- Instructions to follow:
Rename "rocky ridge" to "rocky crest" everywhere in the items below and keep all other text the same. Leave the pictures out of your output.

──────── Provided records ────────

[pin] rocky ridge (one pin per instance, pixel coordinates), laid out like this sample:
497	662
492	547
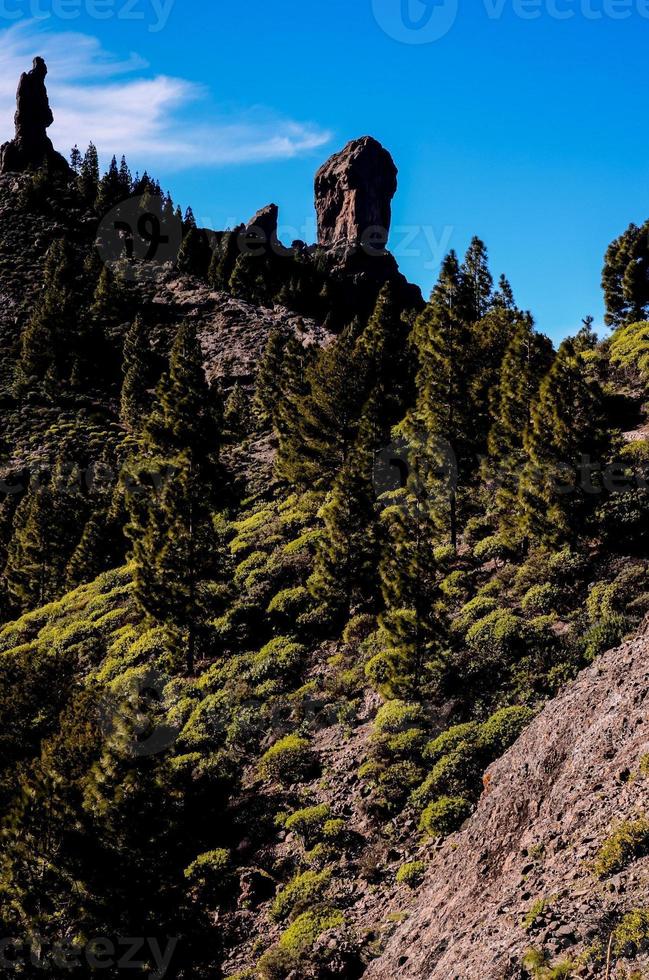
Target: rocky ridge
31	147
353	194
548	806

────────

- Task output:
[pin] rocky crest (one pin per instance, pixel coordinates), laid out like this sample:
497	662
492	547
Target: rocky crest
31	147
353	194
548	806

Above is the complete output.